### Given problem
Continue the IRIDIA cluster maintenance page from its last sentence, in the same style.

### Page text
IRIDIA cluster maintenance
This page contains information on maintenance of the cluster. This includes installing new software, add/removing nodes, security etc.
Adding a new diskless node
In order to have a new fully functional client, the server must first configured to allow the server to boot from the net. Then, the new client must be added to the client list of \sge. The actual client kernel assumes that the client has a Inter PRO 1000 card. At the moment, other cards require a re-compilation of the kernel and other modifications to the net-booting process.
- switch the client on while it is attached to a keyboard and a monitor;
- enter the BIOS and configure the client in order not to stop when keyboard, video card, floppy, or whatever else is missing;
- configure it to boot from LAN;
- let it boot and, if it appears, write down the MAC address of the network card; switch it off otherwise.
Finding the MAC address of a new client
The MAC address is a sequence of 12 hexadecimal digits, normally coupled and each couple separeted by a ``: or a space. If you do not have it, you can get it in this way:
On the server, type the following:
tail -f /var/log/daemon.log
Switch on the client and let it boot from the network (it will fail). Now look at the server's screen: it will appear a line like:
DHCPDISCOVER from 00:13:16:69:71:fa via eth1
the numbers between from and via are the MAC address.

### Entries supplied
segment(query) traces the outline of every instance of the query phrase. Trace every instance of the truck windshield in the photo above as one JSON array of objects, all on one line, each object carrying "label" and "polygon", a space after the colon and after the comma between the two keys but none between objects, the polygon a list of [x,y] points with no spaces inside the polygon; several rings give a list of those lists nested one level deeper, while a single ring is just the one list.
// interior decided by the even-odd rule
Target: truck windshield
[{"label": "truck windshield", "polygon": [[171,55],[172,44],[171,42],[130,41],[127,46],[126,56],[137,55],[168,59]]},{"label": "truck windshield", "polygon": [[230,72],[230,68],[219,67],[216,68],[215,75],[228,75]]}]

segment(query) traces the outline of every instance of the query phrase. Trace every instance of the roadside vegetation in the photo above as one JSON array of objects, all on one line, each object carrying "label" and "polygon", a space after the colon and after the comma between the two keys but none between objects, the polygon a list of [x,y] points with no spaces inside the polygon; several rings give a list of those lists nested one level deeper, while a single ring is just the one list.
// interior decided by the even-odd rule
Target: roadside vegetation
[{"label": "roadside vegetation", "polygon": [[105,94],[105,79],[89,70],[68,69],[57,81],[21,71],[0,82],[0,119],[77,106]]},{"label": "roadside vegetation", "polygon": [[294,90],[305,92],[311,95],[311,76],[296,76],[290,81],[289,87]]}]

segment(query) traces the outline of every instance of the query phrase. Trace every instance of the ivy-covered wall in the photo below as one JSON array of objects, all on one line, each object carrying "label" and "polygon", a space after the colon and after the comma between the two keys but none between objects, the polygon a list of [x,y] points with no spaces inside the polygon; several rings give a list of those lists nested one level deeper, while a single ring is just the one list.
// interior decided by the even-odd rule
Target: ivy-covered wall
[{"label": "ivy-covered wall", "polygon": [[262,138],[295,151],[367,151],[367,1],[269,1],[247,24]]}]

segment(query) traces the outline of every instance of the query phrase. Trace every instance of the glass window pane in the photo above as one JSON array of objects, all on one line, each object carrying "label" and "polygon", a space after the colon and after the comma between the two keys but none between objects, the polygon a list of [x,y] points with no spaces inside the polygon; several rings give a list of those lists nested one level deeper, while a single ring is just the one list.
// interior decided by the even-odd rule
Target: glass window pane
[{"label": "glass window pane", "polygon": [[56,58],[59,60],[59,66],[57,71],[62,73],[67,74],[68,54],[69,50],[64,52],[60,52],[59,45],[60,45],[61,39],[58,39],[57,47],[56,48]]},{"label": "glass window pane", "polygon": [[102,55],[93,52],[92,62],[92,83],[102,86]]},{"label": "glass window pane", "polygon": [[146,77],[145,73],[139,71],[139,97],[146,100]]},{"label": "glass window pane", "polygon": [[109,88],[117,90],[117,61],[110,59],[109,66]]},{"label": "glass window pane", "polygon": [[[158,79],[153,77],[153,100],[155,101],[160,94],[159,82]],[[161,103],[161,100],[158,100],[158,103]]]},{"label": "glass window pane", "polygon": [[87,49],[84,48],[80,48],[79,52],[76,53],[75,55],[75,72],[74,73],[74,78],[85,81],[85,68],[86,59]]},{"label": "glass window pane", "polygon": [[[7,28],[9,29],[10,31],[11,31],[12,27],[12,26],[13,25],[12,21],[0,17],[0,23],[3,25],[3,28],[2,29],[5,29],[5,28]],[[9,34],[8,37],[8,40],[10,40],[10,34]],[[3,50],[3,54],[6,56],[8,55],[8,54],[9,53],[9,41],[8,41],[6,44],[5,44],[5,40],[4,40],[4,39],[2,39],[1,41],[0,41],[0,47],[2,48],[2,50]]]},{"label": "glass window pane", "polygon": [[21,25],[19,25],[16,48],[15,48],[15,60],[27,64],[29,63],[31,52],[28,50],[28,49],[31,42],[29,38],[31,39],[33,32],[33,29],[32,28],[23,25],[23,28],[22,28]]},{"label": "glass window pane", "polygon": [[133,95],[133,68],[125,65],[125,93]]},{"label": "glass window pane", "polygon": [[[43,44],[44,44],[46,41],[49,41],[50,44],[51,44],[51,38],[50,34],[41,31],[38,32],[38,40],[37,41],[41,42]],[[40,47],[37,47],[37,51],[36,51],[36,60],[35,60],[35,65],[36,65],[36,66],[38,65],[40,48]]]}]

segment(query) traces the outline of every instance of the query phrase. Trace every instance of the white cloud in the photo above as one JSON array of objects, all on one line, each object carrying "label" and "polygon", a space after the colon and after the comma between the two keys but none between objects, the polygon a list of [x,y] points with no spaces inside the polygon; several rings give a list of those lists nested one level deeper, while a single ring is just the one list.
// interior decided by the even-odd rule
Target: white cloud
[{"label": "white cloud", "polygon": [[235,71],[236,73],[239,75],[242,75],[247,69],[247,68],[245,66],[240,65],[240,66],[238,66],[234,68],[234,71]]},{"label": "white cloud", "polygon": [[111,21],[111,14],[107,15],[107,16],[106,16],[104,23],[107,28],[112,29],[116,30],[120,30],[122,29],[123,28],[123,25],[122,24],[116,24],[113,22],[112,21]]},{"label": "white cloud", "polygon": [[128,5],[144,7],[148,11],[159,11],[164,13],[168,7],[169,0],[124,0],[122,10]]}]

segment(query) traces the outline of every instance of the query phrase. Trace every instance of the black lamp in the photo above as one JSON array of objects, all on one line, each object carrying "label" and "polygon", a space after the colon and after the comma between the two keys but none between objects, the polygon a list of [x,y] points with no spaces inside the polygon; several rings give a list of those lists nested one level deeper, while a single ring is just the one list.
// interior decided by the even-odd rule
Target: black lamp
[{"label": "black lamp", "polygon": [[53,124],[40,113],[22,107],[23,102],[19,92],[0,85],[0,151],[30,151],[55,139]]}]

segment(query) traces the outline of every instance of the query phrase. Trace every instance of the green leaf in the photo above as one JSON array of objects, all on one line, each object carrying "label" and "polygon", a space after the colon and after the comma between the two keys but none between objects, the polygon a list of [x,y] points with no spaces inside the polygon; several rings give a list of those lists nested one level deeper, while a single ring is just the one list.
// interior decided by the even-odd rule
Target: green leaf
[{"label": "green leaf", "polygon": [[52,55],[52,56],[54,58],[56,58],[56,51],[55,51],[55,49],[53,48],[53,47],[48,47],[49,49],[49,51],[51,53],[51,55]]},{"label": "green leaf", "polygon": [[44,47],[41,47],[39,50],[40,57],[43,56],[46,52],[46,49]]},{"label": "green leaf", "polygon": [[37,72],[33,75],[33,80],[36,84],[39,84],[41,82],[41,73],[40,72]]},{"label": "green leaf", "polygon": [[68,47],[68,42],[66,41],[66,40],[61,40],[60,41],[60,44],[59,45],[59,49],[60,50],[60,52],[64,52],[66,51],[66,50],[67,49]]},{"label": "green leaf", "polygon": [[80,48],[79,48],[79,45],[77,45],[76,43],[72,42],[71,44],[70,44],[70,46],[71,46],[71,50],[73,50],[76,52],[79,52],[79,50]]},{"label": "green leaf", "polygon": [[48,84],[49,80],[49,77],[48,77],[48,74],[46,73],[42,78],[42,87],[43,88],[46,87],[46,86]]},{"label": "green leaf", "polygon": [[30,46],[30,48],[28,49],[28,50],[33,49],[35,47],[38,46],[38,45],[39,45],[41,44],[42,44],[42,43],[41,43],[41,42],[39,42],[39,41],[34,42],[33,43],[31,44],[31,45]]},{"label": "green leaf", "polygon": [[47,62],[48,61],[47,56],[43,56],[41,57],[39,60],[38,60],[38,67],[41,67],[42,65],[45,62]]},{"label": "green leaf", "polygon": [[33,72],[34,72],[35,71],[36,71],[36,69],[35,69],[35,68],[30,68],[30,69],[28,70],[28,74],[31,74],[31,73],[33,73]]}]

### Expected answer
Next, the final steps. Let's say that the MAC address is 00:13:16:69:71:fa, the new host name will be p69 and its IP address will be 192.168.100.69. Then, on the server edit the file
/etc/dhcpd.conf
Search for the block where the other nodes are defined, looking for instance for "host p02" and add the following after the last definition of the group:
host p69 { hardware ethernet 00:13:16:69:71:fa; fixed-address 192.168.100.69; }
Execute
/etc/init.d/dhcp restart
Add the new host in /etc/hosts
... 192.168.100.69 p69 ...
Add the new data to export the filesistem in /etc/exports:
/var/lib/diskless/default/192.168.100.69/etc 192.168.100.69(rw,no_root_squash) /var/lib/diskless/default/192.168.100.69/rw 192.168.100.69(ro,no_root_squash) /var/lib/diskless/default/192.168.100.69/rw-secure 192.168.100.69(rw,no_root_squash)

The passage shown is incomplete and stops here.